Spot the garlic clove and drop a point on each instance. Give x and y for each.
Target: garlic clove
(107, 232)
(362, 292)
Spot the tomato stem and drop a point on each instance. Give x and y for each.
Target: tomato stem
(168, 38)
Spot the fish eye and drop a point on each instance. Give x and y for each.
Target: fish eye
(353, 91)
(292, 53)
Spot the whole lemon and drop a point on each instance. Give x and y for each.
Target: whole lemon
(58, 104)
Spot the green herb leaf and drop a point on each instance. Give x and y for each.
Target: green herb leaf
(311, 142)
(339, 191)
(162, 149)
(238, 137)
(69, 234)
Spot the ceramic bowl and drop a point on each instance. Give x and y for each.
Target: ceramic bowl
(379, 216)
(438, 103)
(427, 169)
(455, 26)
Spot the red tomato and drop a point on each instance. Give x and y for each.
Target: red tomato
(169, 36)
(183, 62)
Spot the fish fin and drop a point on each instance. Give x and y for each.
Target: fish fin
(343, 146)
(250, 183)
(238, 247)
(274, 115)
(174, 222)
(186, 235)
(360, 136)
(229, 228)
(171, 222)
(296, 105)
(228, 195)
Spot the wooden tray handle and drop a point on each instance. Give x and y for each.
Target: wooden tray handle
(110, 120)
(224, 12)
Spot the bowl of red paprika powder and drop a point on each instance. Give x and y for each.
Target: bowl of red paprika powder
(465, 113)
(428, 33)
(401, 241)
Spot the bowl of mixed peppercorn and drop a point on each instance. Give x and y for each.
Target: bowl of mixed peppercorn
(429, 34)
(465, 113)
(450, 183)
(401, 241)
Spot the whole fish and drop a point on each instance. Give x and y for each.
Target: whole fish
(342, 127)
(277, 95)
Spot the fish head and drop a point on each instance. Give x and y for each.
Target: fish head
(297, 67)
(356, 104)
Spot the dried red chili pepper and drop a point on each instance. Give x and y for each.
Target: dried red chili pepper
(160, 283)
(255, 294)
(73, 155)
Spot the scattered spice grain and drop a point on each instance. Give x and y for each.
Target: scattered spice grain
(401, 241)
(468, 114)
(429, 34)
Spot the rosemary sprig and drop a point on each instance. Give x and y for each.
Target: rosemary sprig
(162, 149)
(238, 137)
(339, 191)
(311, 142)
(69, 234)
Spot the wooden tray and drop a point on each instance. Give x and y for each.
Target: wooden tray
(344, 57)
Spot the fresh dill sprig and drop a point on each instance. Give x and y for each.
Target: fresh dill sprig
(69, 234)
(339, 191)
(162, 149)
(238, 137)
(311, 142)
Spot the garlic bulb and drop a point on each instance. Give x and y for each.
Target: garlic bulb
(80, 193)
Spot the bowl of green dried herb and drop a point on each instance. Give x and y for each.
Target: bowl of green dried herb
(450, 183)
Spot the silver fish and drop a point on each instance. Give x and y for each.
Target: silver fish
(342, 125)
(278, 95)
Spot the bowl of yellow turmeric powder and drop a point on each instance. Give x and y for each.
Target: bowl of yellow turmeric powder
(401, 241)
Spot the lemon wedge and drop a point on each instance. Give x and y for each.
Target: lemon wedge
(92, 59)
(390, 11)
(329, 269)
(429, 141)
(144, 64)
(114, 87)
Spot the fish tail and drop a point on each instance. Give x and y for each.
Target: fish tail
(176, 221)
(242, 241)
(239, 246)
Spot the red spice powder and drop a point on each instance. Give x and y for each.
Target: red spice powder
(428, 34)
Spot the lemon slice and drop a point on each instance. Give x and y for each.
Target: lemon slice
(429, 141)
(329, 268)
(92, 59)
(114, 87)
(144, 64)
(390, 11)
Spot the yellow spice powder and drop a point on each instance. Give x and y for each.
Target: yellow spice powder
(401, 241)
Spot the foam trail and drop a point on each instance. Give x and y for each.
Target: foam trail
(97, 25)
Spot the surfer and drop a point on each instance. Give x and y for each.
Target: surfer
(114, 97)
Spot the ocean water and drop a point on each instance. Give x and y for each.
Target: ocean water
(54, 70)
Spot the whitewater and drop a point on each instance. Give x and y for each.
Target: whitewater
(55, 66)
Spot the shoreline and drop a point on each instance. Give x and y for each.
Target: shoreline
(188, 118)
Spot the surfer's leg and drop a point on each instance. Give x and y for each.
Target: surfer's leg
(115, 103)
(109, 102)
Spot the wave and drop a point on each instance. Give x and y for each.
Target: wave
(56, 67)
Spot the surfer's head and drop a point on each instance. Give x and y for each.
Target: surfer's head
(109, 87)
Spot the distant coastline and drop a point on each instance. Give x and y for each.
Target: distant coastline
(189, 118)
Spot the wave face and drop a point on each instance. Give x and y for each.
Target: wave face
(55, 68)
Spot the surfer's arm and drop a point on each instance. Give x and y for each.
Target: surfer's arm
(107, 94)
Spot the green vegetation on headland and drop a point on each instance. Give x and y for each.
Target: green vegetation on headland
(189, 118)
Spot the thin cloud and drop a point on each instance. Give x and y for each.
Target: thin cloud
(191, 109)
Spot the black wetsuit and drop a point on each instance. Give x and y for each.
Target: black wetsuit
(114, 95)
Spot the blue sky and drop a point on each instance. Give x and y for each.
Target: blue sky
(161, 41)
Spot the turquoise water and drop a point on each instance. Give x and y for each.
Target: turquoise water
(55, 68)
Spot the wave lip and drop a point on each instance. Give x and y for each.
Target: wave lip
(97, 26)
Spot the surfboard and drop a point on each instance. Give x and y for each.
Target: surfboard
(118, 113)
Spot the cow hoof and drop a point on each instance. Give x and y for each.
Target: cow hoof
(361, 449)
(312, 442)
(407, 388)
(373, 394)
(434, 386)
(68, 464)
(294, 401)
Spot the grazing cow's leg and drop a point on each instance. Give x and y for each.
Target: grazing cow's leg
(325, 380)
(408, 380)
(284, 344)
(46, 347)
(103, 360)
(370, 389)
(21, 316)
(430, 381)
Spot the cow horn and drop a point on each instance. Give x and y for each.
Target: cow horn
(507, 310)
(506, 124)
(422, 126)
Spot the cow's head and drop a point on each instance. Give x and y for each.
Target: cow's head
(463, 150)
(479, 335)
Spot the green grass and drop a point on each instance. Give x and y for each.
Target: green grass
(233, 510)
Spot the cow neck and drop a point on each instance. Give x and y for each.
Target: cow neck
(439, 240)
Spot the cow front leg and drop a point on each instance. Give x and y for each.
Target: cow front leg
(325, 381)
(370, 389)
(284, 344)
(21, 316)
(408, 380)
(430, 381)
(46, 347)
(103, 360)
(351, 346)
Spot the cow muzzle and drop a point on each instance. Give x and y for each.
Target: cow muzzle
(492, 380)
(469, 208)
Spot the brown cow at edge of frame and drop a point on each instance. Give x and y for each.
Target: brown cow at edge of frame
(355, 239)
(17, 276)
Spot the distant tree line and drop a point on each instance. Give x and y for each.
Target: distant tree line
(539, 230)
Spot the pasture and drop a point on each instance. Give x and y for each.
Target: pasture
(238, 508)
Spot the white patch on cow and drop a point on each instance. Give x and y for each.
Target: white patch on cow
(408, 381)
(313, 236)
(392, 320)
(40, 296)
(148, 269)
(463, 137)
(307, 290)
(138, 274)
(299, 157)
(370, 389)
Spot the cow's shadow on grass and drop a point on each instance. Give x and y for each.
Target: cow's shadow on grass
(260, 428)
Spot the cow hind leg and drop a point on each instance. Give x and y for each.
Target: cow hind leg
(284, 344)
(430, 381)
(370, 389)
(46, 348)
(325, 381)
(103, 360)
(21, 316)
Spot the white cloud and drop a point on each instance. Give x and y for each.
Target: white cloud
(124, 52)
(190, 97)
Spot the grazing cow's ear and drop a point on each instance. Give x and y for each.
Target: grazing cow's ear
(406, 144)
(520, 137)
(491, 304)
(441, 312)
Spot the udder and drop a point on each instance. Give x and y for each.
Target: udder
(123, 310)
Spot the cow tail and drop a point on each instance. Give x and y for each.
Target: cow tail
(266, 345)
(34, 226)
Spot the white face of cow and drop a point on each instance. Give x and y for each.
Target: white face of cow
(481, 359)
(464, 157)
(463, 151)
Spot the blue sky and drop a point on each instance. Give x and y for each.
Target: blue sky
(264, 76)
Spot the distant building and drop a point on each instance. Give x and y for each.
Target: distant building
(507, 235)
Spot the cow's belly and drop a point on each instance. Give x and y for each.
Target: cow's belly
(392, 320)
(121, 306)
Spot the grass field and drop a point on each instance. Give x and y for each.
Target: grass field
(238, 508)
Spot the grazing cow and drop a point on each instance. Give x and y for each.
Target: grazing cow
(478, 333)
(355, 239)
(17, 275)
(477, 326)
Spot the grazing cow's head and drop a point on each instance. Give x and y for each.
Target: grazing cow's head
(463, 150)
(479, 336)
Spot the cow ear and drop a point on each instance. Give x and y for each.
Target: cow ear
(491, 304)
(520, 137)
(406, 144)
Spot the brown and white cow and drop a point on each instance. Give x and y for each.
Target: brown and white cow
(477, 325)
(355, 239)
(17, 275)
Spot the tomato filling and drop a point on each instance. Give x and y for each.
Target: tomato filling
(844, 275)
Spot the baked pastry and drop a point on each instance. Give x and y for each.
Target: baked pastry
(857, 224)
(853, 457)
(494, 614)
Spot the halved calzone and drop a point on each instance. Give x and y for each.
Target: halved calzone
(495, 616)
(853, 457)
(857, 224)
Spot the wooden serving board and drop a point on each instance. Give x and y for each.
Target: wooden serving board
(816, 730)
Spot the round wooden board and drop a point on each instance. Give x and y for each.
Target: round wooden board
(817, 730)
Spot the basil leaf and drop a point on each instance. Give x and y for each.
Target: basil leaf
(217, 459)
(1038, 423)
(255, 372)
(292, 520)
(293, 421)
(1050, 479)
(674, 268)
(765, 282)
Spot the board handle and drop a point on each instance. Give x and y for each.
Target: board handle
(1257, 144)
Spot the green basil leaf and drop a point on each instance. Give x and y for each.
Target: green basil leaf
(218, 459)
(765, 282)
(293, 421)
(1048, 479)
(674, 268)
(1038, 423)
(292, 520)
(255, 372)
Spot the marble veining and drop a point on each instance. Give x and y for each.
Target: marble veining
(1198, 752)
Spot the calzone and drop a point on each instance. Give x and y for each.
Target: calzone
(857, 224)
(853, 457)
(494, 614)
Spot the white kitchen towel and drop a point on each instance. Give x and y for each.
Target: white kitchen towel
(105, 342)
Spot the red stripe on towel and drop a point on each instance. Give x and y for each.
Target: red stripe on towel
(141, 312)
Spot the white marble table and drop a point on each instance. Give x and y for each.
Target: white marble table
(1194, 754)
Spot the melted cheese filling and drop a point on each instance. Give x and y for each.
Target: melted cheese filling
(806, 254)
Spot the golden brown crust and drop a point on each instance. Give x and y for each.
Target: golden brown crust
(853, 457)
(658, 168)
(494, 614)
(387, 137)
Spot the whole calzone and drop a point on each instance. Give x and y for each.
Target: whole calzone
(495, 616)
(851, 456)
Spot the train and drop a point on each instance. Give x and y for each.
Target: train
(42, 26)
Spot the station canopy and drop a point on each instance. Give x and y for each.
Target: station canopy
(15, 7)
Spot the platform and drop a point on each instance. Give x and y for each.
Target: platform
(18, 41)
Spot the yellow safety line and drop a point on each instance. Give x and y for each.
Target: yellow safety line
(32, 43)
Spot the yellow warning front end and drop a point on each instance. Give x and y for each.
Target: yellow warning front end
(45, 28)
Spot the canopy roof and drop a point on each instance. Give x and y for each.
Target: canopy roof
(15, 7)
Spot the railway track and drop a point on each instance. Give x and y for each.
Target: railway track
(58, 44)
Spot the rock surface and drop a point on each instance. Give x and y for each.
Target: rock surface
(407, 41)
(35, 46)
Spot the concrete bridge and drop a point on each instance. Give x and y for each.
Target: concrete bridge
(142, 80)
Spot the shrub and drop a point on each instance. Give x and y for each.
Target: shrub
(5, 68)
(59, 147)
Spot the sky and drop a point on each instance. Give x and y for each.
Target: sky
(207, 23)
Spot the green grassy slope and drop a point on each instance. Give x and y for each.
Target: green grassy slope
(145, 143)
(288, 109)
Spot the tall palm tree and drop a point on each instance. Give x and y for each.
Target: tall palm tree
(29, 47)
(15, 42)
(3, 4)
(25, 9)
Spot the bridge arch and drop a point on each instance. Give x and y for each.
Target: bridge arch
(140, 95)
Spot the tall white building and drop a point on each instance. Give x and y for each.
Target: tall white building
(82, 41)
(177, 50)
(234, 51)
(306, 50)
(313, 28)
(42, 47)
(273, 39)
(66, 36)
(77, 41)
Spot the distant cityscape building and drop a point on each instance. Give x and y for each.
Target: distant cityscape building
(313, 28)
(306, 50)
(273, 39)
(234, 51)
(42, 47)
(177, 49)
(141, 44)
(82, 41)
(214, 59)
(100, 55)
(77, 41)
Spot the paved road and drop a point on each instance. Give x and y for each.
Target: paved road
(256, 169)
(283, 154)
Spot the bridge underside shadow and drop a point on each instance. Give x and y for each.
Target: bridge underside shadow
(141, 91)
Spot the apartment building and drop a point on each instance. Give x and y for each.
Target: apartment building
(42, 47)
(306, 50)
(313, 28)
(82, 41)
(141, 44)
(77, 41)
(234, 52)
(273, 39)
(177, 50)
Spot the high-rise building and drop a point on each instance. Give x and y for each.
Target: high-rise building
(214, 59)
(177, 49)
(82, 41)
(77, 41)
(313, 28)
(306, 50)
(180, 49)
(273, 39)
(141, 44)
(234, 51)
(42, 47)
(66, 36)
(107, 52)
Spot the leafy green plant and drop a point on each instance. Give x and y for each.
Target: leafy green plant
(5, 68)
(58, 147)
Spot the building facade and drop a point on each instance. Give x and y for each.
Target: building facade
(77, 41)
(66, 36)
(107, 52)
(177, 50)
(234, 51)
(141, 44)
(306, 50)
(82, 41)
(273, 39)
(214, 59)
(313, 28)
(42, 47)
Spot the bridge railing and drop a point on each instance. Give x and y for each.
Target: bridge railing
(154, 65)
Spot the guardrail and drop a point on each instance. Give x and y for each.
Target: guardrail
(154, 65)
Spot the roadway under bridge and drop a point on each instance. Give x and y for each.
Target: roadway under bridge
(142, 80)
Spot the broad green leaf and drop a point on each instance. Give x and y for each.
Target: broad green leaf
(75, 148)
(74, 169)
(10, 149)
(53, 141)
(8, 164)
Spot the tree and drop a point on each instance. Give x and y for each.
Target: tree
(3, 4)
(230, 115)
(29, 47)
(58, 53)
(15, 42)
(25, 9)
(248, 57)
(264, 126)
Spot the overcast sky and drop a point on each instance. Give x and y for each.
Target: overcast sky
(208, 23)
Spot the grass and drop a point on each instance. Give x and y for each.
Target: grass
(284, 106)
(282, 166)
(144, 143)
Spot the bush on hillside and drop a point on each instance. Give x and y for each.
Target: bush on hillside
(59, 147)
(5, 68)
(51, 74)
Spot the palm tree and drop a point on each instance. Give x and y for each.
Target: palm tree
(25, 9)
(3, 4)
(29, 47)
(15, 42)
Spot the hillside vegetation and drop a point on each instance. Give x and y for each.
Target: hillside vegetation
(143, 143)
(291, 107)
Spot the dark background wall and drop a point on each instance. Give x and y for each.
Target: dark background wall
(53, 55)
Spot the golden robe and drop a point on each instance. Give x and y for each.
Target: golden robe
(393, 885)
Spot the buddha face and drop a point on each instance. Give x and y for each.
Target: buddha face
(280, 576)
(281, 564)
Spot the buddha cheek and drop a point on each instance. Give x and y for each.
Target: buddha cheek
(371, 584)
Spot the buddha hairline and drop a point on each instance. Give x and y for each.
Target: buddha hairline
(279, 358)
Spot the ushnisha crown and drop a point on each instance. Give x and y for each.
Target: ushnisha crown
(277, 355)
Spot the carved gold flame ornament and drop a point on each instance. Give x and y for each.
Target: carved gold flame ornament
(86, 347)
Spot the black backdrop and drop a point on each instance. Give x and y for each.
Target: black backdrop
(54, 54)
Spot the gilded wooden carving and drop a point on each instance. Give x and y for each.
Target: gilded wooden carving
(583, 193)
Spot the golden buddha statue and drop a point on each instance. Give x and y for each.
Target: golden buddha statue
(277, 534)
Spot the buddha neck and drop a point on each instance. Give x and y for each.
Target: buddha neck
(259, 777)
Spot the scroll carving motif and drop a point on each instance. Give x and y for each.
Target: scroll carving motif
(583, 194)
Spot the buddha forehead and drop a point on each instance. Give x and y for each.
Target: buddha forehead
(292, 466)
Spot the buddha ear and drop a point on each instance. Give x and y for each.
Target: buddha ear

◆ ◆ ◆

▶ [WRITTEN INSTRUCTION]
Copy out every line from the one containing "Spot the ushnisha" to the end of the material, both ends included.

▶ [ANSWER TO THE TASK]
Spot the ushnisha crown and drop a point on each instance. Give x and y for each.
Target: ushnisha crown
(277, 355)
Spot the carved gold flame ornament and drop a point on each instance. Give x and y for each.
Target: carved gold flame ornament
(86, 347)
Spot the black backdrop and drop a point on each instance. Give x and y for each.
Target: black backdrop
(54, 54)
Spot the gilded wooden carving and drop a point on each instance. Give x and y for each.
Target: gilded wooden carving
(583, 193)
Spot the golden buddha statue and drop a point on each instance. Give x and y for each.
Target: golden buddha statue
(277, 534)
Spot the buddha neck and drop a point on each instance. Give x and y for each.
Target: buddha neck
(259, 777)
Spot the scroll carving motif and drop a point on each instance. Give x and y for each.
Target: scroll carving motif
(583, 194)
Spot the buddha forehead and drop a point on each instance. Give x and y for each.
Target: buddha forehead
(292, 466)
Spot the buddha ear and drop a point on each instance. Give x and y for each.
Target: buddha ear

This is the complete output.